## DIRECTION
Could you rewrite the data below, substituting "one point per object" for every occurrence of "one marker per instance" and leaving everything else as it is?

^^^^

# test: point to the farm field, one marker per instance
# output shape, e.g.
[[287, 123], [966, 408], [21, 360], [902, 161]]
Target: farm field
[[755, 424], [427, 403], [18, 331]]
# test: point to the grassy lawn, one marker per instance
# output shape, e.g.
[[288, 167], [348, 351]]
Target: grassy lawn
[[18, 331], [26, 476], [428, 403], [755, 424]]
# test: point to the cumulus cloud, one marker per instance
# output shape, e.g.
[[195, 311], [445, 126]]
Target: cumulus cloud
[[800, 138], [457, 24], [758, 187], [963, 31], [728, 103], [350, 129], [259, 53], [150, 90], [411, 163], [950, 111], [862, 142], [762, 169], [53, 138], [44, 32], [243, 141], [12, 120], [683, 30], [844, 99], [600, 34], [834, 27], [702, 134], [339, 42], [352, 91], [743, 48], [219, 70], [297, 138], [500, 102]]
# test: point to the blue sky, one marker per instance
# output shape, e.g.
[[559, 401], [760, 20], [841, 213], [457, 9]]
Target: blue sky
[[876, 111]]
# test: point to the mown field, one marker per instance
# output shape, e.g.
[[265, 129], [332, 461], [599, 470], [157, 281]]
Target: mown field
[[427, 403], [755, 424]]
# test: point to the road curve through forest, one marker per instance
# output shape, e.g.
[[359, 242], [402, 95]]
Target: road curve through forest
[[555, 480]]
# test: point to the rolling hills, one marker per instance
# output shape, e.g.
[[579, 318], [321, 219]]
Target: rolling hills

^^^^

## EXERCISE ANSWER
# test: point to the farm field, one point per object
# output shape, e.g.
[[287, 123], [966, 408], [21, 360], [902, 161]]
Target: farm field
[[755, 424], [427, 403], [18, 331]]
# test: point to the grassy lawn, one point per object
# output shape, e.g.
[[288, 167], [348, 351]]
Target: grassy lawn
[[18, 331], [26, 476], [428, 403], [755, 424]]
# test: point to the cumulus cloud, one point per object
# output shape, e.g.
[[195, 311], [445, 126]]
Target: cumulus cloud
[[800, 138], [457, 24], [758, 187], [963, 31], [728, 103], [350, 129], [259, 53], [150, 90], [411, 163], [950, 111], [862, 142], [762, 169], [53, 138], [44, 32], [243, 141], [12, 120], [683, 30], [844, 99], [600, 34], [834, 27], [702, 134], [339, 42], [352, 91], [743, 48], [219, 70], [297, 138], [500, 102]]
# test: point to the blue sky, one point per object
# output shape, e.g.
[[559, 401], [760, 20], [841, 213], [457, 9]]
Target: blue sky
[[876, 111]]
# test: point to the mown field, one point per object
# output shape, e.g.
[[265, 129], [332, 461], [599, 470], [157, 281]]
Target: mown field
[[427, 403], [755, 424]]
# test: point to the road curve through forest, one point per object
# output shape, e.g.
[[359, 242], [402, 95]]
Target: road curve through forest
[[555, 480]]
# test: point to the rolling hills, one point per object
# output shape, e.g.
[[579, 318], [321, 219]]
Target: rolling hills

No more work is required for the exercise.